GIVEN TEXT:
Our experience shows there is no specific e-mail that is always effective or most valued by the shopper. Whatever the situation – whether it’s an auto response, an appointment confirmation or long-term e-mail – your staff needs to craft e-mails that generate a positive response from your prospects.

So which e-mail is the most important? It’s the next e-mail you send.

Here are six simple suggestions for your e-mails that drive the most responses.

1. Be your own focus group: Consider how you read e-mails you receive and try to be considerate of this when you send out your own. If you’re reading e-mails from a particular company and responding, then they likely are doing something right that you should incorporate into your own approach.

Sometimes we look too much at other car dealerships to find the silver bullet approach. I find emulating leading e-mail marketing companies such as Amazon, eBay, Expedia and others to be more effective. Sign up for eNewsletters or information e-mails from other sources if you really want to see how to nurture a prospect long-term.

2. Make the subject line relevant: Even if, as a consumer, I wasn’t expecting an e-mail from a car dealership, I am likely to go to a link that says, “Click here for your car price.” Make sure your subject line meets the expectations of the consumer and be careful not to send e-mails with buzzwords that spam filters will catch easily.

EXTRACTED RECORDS:
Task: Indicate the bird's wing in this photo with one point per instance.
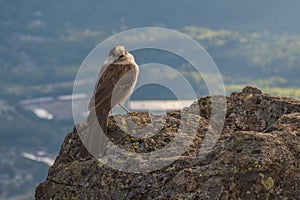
(105, 86)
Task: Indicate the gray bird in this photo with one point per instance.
(116, 81)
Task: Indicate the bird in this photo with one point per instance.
(116, 81)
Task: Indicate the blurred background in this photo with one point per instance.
(43, 43)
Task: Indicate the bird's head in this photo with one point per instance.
(120, 55)
(118, 52)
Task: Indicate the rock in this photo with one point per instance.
(257, 156)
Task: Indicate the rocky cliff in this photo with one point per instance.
(257, 156)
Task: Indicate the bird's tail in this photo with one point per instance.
(93, 136)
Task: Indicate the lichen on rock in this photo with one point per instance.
(257, 156)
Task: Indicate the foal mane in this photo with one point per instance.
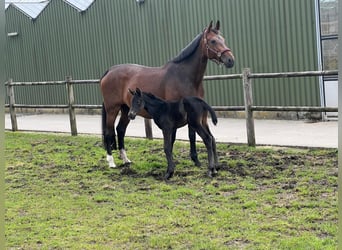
(153, 98)
(189, 49)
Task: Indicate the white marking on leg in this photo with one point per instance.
(123, 156)
(110, 160)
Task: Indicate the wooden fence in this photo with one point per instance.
(248, 107)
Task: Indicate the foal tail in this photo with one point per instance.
(211, 111)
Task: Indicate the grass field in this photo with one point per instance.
(60, 194)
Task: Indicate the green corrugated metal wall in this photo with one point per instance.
(265, 35)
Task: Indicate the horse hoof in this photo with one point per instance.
(124, 157)
(110, 161)
(168, 176)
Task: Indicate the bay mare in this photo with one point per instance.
(179, 77)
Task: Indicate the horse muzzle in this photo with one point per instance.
(132, 115)
(228, 60)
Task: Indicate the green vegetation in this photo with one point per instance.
(60, 194)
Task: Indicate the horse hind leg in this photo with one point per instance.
(121, 130)
(208, 141)
(193, 151)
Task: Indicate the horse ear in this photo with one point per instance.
(131, 91)
(217, 27)
(138, 91)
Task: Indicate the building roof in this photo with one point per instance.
(32, 8)
(80, 5)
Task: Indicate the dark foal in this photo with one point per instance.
(170, 115)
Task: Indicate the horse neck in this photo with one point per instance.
(193, 68)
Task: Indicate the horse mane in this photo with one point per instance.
(189, 49)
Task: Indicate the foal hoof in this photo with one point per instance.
(212, 173)
(168, 176)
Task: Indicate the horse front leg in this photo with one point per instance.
(208, 141)
(213, 146)
(193, 151)
(108, 133)
(121, 130)
(168, 145)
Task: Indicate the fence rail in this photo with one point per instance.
(248, 107)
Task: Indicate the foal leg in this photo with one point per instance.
(121, 130)
(168, 145)
(109, 133)
(193, 151)
(206, 127)
(207, 139)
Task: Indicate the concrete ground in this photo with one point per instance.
(267, 132)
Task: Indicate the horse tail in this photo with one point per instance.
(211, 111)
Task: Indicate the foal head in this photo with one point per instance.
(215, 47)
(137, 103)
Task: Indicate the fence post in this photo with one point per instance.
(71, 102)
(11, 105)
(148, 129)
(248, 97)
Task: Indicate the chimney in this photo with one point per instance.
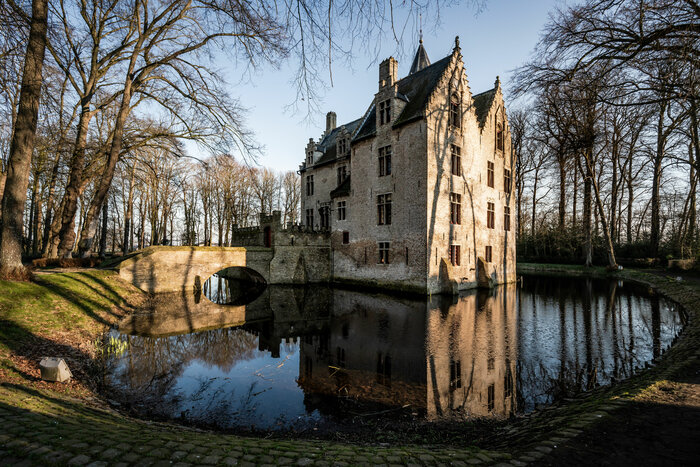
(388, 71)
(330, 122)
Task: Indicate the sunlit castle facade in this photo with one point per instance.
(418, 192)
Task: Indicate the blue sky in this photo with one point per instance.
(494, 42)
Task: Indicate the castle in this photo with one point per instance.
(417, 194)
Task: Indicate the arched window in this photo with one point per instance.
(455, 111)
(499, 136)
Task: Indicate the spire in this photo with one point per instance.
(421, 59)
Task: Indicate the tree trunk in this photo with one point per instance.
(612, 262)
(90, 226)
(655, 234)
(129, 212)
(587, 233)
(74, 189)
(22, 146)
(562, 192)
(103, 234)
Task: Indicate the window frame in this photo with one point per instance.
(383, 250)
(456, 160)
(385, 112)
(384, 209)
(385, 153)
(455, 254)
(455, 208)
(500, 144)
(310, 185)
(455, 115)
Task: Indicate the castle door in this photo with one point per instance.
(267, 232)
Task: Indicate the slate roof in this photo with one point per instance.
(328, 144)
(343, 189)
(416, 88)
(482, 105)
(421, 59)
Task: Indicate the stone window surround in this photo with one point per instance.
(384, 161)
(384, 209)
(490, 173)
(491, 215)
(383, 249)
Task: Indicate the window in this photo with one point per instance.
(384, 209)
(342, 146)
(385, 112)
(384, 369)
(499, 136)
(508, 381)
(455, 111)
(385, 161)
(455, 374)
(342, 173)
(456, 159)
(340, 357)
(384, 252)
(455, 208)
(490, 215)
(309, 185)
(455, 255)
(324, 214)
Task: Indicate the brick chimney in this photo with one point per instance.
(388, 71)
(330, 121)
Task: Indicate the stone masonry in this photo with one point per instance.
(417, 194)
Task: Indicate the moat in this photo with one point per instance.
(312, 358)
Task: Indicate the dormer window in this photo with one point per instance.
(342, 147)
(342, 173)
(385, 112)
(499, 136)
(455, 111)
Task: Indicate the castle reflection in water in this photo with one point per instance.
(492, 353)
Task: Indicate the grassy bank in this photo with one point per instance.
(58, 315)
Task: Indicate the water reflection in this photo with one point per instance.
(295, 357)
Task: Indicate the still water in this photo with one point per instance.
(295, 358)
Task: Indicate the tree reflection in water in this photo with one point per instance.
(293, 357)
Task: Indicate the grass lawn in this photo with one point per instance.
(60, 314)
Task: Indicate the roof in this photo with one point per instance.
(482, 105)
(343, 189)
(328, 144)
(421, 59)
(416, 88)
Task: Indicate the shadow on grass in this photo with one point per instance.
(87, 305)
(23, 343)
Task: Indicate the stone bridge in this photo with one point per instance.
(268, 252)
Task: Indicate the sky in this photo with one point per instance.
(494, 42)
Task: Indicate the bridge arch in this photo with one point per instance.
(168, 269)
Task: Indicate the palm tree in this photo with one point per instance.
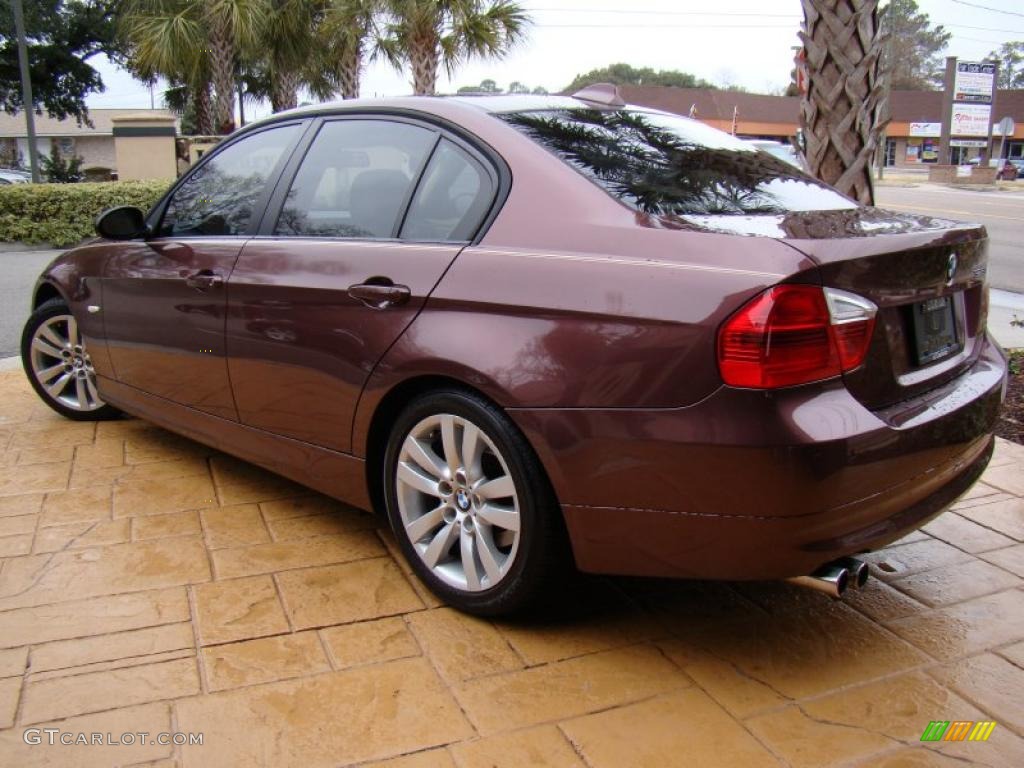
(427, 33)
(845, 108)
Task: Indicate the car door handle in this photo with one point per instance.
(380, 295)
(204, 280)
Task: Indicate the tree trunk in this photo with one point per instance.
(424, 61)
(845, 108)
(284, 87)
(204, 114)
(349, 69)
(222, 73)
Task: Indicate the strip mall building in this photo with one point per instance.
(911, 137)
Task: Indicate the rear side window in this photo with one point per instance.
(670, 166)
(220, 196)
(355, 179)
(452, 199)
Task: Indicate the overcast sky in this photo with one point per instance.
(742, 42)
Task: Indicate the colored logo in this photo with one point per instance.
(958, 730)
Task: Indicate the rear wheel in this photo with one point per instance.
(58, 365)
(470, 505)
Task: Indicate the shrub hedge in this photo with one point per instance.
(64, 214)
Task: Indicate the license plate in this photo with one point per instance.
(934, 330)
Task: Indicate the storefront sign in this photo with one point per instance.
(974, 82)
(971, 120)
(926, 129)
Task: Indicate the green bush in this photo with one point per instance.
(64, 214)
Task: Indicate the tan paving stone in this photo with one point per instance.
(568, 688)
(102, 454)
(35, 478)
(462, 647)
(108, 570)
(911, 558)
(952, 584)
(966, 535)
(989, 682)
(328, 524)
(325, 550)
(341, 594)
(13, 546)
(79, 535)
(239, 609)
(45, 455)
(264, 660)
(357, 715)
(10, 692)
(543, 747)
(439, 758)
(96, 691)
(370, 642)
(740, 694)
(39, 624)
(13, 662)
(61, 654)
(81, 505)
(879, 601)
(162, 526)
(1007, 517)
(649, 734)
(26, 504)
(152, 719)
(966, 628)
(1011, 559)
(233, 526)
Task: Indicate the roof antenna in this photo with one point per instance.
(601, 93)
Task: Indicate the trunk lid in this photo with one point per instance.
(914, 268)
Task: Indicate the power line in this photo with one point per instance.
(986, 7)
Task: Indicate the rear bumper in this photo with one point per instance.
(750, 484)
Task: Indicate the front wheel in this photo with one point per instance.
(470, 505)
(58, 365)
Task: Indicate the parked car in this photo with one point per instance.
(536, 330)
(11, 176)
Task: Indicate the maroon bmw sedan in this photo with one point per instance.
(542, 331)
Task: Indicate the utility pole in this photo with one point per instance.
(27, 102)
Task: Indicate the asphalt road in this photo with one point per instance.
(1000, 212)
(17, 274)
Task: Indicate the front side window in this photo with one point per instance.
(670, 166)
(450, 202)
(355, 179)
(220, 197)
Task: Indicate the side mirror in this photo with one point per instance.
(122, 222)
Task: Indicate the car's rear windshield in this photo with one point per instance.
(671, 166)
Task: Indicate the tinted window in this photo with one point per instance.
(219, 198)
(354, 179)
(666, 165)
(452, 198)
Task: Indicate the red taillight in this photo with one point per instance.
(794, 335)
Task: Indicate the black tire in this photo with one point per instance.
(541, 556)
(94, 409)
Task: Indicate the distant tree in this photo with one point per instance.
(913, 53)
(1011, 58)
(624, 74)
(61, 38)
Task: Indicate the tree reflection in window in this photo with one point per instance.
(219, 198)
(667, 166)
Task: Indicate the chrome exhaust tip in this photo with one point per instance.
(833, 580)
(859, 570)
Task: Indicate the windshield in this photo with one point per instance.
(671, 166)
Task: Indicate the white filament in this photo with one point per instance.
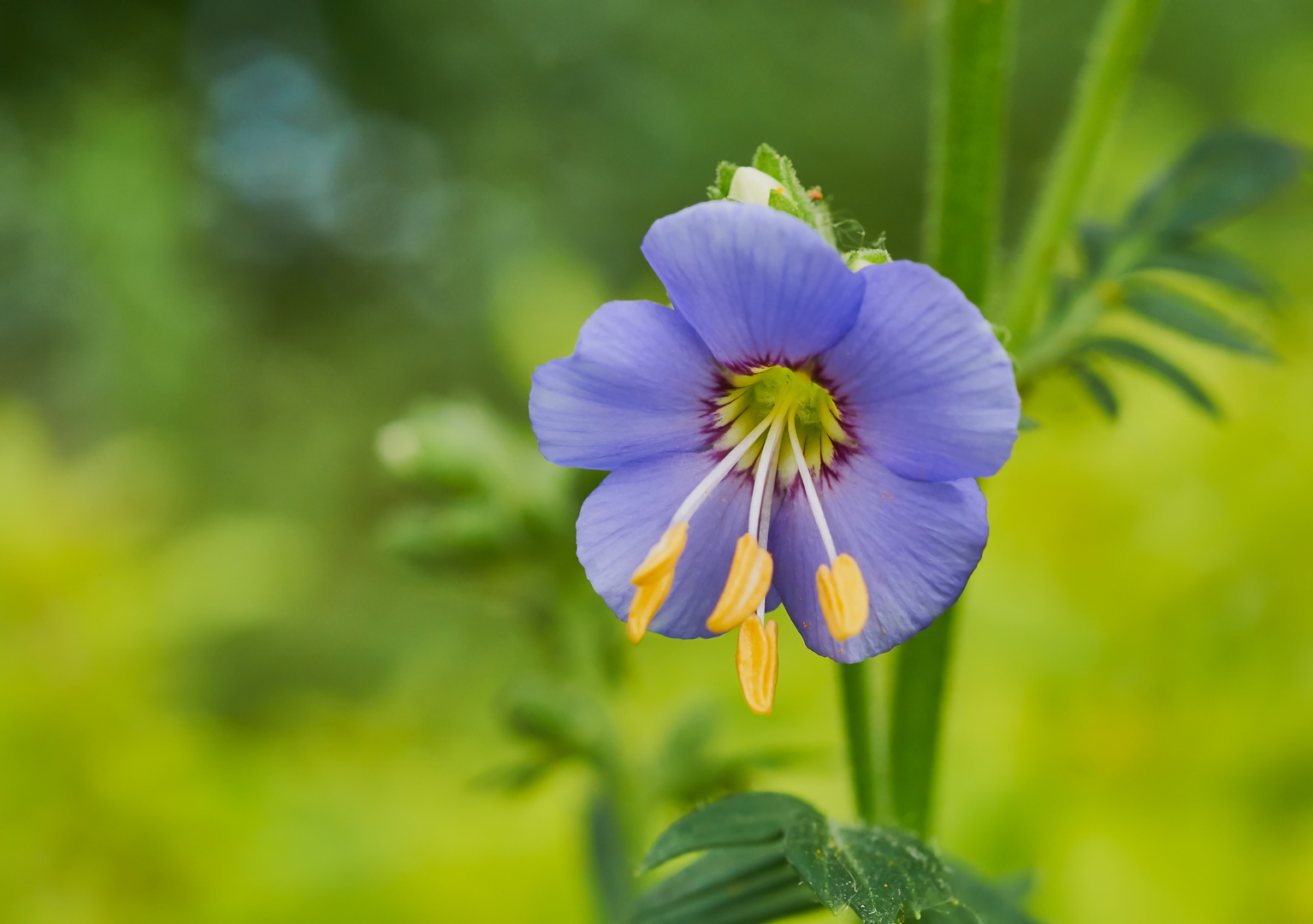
(812, 494)
(716, 476)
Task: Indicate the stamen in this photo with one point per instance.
(843, 597)
(716, 476)
(758, 660)
(654, 578)
(750, 579)
(817, 513)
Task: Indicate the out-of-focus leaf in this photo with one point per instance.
(741, 885)
(1095, 242)
(559, 717)
(979, 901)
(1135, 354)
(1211, 263)
(1220, 177)
(1192, 318)
(692, 771)
(1098, 388)
(883, 874)
(736, 820)
(612, 879)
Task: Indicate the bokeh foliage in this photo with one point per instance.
(222, 700)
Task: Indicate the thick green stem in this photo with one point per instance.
(967, 138)
(918, 697)
(855, 696)
(1115, 51)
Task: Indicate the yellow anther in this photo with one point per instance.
(750, 578)
(654, 578)
(843, 597)
(758, 663)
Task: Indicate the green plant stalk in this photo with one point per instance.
(1112, 58)
(855, 697)
(918, 697)
(967, 138)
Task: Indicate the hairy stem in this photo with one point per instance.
(918, 696)
(967, 139)
(1115, 51)
(855, 697)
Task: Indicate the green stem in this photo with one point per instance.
(918, 696)
(967, 139)
(855, 696)
(1115, 51)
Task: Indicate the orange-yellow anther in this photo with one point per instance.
(653, 579)
(758, 663)
(745, 589)
(843, 597)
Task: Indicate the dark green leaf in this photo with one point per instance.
(1211, 263)
(979, 901)
(1220, 177)
(1097, 240)
(1135, 354)
(1192, 318)
(736, 820)
(1098, 388)
(883, 874)
(741, 885)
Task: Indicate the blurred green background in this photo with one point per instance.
(240, 236)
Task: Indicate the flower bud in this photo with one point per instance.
(753, 186)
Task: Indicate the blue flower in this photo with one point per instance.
(790, 432)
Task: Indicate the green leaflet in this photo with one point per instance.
(1143, 358)
(1209, 263)
(883, 874)
(1192, 318)
(741, 885)
(1220, 177)
(1098, 388)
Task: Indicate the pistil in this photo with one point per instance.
(841, 589)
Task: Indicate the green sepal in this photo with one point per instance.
(866, 256)
(724, 177)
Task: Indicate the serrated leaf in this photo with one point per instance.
(883, 874)
(1211, 263)
(736, 820)
(1135, 354)
(1097, 386)
(728, 886)
(1192, 318)
(1220, 177)
(880, 873)
(979, 902)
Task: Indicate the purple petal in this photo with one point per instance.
(923, 381)
(635, 386)
(917, 543)
(630, 509)
(758, 285)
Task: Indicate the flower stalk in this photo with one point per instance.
(1115, 51)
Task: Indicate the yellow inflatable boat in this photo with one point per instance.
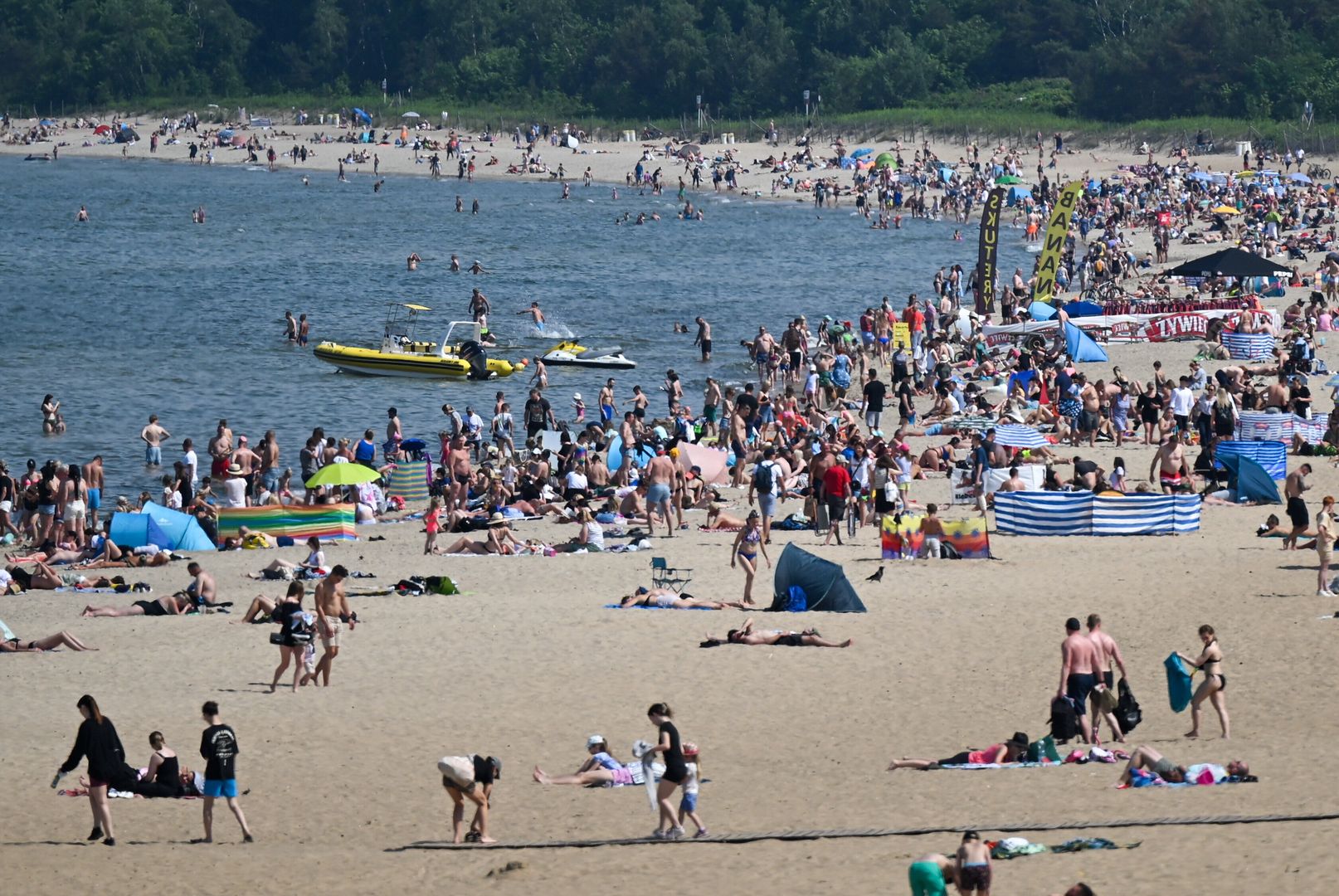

DIRECTIONS:
1. In the e-mail tips text, switch "Amazon" to "Target" and give the passage starting at "Here are six" and ending at "a prospect long-term.".
2. Rewrite the paragraph of the e-mail tips text that begins "Sometimes we look too much" in a shorter form, keeping its main facts.
The material was taken from a separate source.

ANSWERS BELOW:
1.
Here are six simple suggestions for your e-mails that drive the most responses.

1. Be your own focus group: Consider how you read e-mails you receive and try to be considerate of this when you send out your own. If you’re reading e-mails from a particular company and responding, then they likely are doing something right that you should incorporate into your own approach.

Sometimes we look too much at other car dealerships to find the silver bullet approach. I find emulating leading e-mail marketing companies such as Target, eBay, Expedia and others to be more effective. Sign up for eNewsletters or information e-mails from other sources if you really want to see how to nurture a prospect long-term.

2. Instead of searching other car dealerships for a silver bullet approach, the writer finds it more effective to emulate leading e-mail marketers such as Amazon, eBay and Expedia. To see how to nurture a prospect long-term, sign up for eNewsletters or information e-mails from other sources.